**TEXTO PROPORCIONADO**:
Los cristianos obtuvieron una tolerancia extrema, cosa que lejos de beneficiarles, como podría parecer, los perjudicó, porque se toleraban y aceptaban todas las herejías y desviaciones, y eso para la iglesia, que debía ser muy recta y canónica, representaba un auténtico caos. Se favoreció la religión judía y se confiscaron los bienes paganos que estaban en disposición de la iglesia para devolverlos a los templos. Los privilegios (sobre todo fiscales, excepción de impuestos y demás) les fueron reducidos o anulados. Y se vetó a los profesores cristianos impartir clases usando los autores clásicos (paganos), que como era lo que se enseñaba en esos momentos, era como prohibirles impartir clases.
Pero de hecho todas esas medidas quedaron un poco paradas, eclipsadas, por el puntazo de Juliano de atacar a los persas. No se sabe a ciencia cierta qué lo motivó a hacerlo, hay quien dice que fue por emular a Alejandro Magno y adquirir méritos y gloria. Sea lo que fuese, planeó atacar unos enemigos que en aquél momento estaban calladitos y monos, replegados al otro lado de la frontera, sin molestar.

**DATOS APORTADOS**:
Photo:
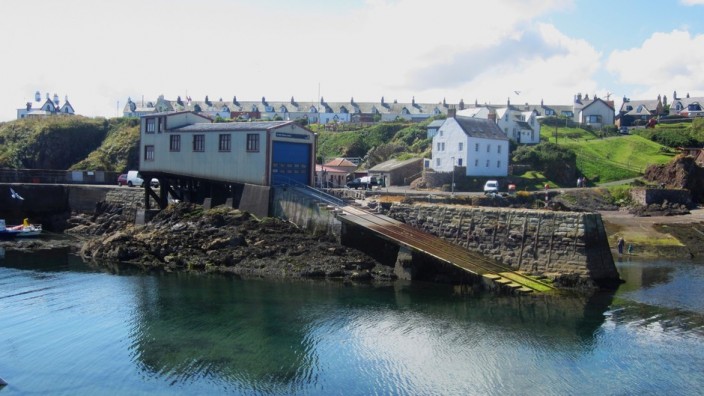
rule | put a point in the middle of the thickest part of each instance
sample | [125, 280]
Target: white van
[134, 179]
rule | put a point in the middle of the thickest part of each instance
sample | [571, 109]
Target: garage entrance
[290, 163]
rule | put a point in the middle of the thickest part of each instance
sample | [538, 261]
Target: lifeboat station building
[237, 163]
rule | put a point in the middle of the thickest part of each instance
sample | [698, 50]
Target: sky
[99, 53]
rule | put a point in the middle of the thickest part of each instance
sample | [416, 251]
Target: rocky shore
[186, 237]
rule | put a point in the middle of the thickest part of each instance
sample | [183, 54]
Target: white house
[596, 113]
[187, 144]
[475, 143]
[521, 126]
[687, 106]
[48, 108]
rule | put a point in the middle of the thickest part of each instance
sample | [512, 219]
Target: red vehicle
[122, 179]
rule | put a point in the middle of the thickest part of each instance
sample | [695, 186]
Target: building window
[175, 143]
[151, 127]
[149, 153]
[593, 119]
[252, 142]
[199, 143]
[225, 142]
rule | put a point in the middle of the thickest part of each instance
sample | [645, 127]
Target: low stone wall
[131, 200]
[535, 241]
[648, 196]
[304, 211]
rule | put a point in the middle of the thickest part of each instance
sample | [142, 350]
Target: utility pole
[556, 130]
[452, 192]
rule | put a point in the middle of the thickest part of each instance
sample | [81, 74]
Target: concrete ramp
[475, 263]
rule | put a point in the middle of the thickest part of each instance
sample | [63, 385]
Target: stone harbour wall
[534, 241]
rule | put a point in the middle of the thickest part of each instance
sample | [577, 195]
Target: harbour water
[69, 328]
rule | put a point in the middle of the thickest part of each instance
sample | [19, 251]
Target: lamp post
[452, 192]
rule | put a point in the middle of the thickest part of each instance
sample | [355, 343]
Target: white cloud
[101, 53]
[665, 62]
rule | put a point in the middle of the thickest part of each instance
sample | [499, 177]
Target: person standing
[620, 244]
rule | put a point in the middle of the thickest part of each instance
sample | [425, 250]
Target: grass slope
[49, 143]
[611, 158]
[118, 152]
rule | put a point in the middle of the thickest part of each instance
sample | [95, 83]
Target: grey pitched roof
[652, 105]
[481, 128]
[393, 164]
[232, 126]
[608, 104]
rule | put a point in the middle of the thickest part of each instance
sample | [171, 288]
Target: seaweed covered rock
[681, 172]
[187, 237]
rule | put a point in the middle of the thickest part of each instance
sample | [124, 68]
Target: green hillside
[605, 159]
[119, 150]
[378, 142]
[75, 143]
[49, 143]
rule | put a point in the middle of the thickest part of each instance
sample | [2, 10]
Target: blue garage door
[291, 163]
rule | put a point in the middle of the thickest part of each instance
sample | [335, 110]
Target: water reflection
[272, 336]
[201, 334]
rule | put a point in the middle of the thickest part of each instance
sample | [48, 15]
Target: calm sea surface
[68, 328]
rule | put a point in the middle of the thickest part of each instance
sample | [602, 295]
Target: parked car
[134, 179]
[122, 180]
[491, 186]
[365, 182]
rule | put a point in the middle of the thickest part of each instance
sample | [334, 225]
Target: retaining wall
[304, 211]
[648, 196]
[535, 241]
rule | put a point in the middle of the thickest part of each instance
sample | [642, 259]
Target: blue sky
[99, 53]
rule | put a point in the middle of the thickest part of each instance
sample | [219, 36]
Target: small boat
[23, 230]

...

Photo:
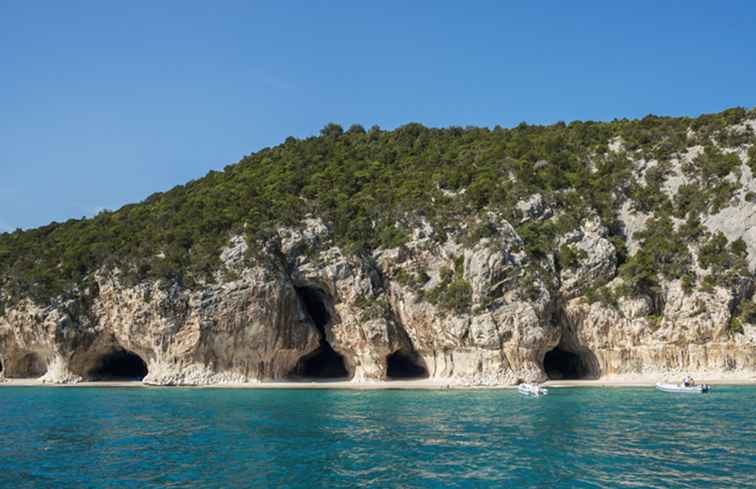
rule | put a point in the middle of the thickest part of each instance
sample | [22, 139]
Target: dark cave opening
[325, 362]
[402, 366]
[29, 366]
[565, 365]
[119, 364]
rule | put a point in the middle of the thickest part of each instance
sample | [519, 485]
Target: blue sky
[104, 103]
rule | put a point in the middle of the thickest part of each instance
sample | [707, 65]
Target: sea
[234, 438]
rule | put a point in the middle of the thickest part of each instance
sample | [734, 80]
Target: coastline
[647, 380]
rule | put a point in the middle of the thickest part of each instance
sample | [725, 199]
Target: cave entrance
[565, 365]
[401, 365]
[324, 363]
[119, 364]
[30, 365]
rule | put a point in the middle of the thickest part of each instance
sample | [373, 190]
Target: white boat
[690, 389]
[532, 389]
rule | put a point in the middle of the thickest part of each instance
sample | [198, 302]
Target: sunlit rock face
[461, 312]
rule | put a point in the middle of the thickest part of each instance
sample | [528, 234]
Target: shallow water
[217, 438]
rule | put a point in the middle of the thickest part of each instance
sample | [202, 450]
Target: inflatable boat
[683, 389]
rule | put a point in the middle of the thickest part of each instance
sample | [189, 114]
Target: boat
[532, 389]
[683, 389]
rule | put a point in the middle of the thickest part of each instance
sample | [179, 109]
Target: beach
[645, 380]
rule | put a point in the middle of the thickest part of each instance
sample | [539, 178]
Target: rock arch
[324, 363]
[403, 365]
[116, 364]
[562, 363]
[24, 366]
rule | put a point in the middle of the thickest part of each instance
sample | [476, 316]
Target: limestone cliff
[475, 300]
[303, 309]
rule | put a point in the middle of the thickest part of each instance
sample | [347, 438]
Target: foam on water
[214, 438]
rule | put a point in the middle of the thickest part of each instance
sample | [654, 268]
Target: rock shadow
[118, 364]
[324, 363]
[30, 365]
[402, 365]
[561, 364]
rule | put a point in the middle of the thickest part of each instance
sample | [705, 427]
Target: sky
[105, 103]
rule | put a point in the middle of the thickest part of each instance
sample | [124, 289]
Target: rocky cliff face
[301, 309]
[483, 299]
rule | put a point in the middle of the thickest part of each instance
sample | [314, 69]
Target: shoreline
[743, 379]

**QUÉ HACER**: Cita sin cambiar nada, del texto sobre Juliano, todo lo que va desde "Pero de hecho" hasta "frontera, sin molestar.".

**RESPUESTA**:
Pero de hecho todas esas medidas quedaron un poco paradas, eclipsadas, por el puntazo de Juliano de atacar a los persas. No se sabe a ciencia cierta qué lo motivó a hacerlo, hay quien dice que fue por emular a Alejandro Magno y adquirir méritos y gloria. Sea lo que fuese, planeó atacar unos enemigos que en aquél momento estaban calladitos y monos, replegados al otro lado de la frontera, sin molestar.